Dataset items
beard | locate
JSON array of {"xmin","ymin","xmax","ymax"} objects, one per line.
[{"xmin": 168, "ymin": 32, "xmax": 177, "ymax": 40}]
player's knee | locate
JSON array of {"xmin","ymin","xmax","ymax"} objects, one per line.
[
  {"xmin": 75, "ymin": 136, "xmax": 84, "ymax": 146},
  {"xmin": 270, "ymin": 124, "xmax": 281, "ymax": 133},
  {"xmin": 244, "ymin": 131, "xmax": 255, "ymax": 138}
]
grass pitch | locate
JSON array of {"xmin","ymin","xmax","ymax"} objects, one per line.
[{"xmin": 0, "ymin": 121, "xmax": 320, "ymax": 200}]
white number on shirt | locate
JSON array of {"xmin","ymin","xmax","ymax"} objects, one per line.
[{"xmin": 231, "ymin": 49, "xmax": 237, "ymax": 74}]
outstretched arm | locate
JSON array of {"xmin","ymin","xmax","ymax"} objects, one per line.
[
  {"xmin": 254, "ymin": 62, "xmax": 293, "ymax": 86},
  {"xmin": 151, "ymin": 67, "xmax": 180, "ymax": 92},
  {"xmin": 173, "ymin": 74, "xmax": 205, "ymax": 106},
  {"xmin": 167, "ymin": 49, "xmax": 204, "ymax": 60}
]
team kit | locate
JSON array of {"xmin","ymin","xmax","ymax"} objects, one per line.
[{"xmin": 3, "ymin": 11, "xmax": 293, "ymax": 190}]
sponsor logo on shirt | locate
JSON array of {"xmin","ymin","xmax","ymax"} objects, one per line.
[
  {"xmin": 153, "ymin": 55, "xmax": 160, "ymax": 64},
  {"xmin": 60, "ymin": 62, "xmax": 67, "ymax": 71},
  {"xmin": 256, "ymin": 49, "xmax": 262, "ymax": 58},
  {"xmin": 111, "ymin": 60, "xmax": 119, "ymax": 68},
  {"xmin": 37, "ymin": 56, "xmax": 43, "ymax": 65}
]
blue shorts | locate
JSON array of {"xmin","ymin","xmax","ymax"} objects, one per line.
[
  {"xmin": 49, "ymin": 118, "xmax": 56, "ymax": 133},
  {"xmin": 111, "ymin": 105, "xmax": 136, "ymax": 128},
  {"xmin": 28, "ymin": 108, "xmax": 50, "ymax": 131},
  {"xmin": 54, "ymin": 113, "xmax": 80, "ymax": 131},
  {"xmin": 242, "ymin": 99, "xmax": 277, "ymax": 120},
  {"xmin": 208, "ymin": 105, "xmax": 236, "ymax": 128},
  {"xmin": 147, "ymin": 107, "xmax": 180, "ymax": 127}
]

■ Objective: Report each line of the records above that contains the word "shirt", copying the line in full. The match is case-sensitive.

■ Solution below:
white number on shirt | locate
sponsor logo on shirt | locate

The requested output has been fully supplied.